Extract to read –

Monday, September 02 07:21:43
Asian shares climbed to a two-week high today, and the Australian dollar and copper gained, as China said its manufacturing expanded in August at the fastest pace in more than a year.
A delay in potential U.S. military action against Syria, as U.S. President Barack Obama sought Congressional support, also helped boost short-term risk appetite.
China's bullish purchasing managers' index added to recent positive data from the U.S. and Europe, raising hopes the global economy was on a firmer footing.
European shares were expected to open firmer, with Britain's FTSE 100 seen up as much as 0.7 percent and Germany's DAX up as much as 0.9 percent, according to financial spreadbetters.
MSCI's broadest index of Asia-Pacific shares outside Japan advanced 1 percent, hitting a two-week high and extending a 2.1 percent rise in the previous two sessions, and Tokyo's Nikkei gained 1.4 percent in light trade. U.S. markets are closed for the Labor Day holiday.

Required task A –
Answer these questions from the market report:
(i) What holiday kept U.S. markets closed?
(ii) By how much were spreadbetters expecting Germany's DAX to rise?
(iii) How much did Tokyo's Nikkei gain?
Required task B – Output the part of the market report that opens with the words containing "China's bullish purchasing" and closes with "to financial spreadbetters.".
The data that follows is not needed for any of this work.

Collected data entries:
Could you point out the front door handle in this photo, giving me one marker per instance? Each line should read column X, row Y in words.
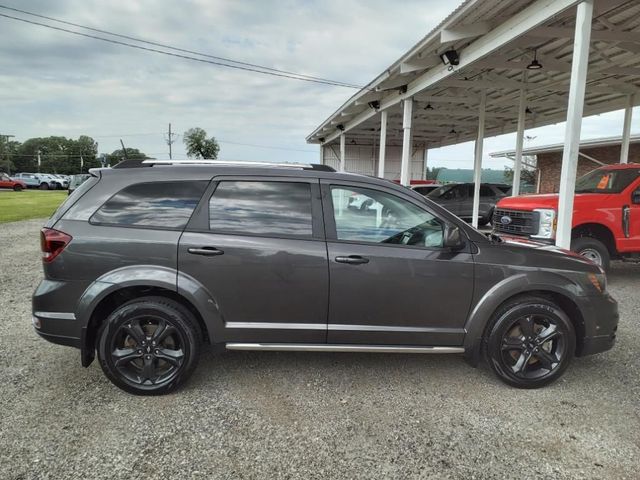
column 352, row 260
column 206, row 251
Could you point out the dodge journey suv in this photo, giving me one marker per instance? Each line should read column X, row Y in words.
column 146, row 262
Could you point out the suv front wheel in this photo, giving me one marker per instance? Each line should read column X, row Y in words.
column 531, row 342
column 149, row 346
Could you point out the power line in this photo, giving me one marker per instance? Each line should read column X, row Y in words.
column 186, row 57
column 157, row 44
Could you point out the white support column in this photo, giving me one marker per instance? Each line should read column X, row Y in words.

Task solution A –
(i) Labor Day
(ii) As much as 0.9 percent
(iii) 1.4 percent

Task solution B –
China's bullish purchasing managers' index added to recent positive data from the U.S. and Europe, raising hopes the global economy was on a firmer footing.
European shares were expected to open firmer, with Britain's FTSE 100 seen up as much as 0.7 percent and Germany's DAX up as much as 0.9 percent, according to financial spreadbetters.